**WHAT THIS TASK INVOLVES:** Format every entry below as a JSON list of strings, one string per line, leaving out any blank lines.

········

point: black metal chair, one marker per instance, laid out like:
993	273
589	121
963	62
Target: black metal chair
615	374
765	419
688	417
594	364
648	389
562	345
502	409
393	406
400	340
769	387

········

**SOLUTION:**
[
  "point: black metal chair, one marker per instance, laid out like:",
  "993\t273",
  "589\t121",
  "963\t62",
  "Target: black metal chair",
  "615\t374",
  "765\t419",
  "688\t417",
  "594\t364",
  "648\t389",
  "562\t345",
  "502\t409",
  "393\t406",
  "400\t340",
  "769\t387"
]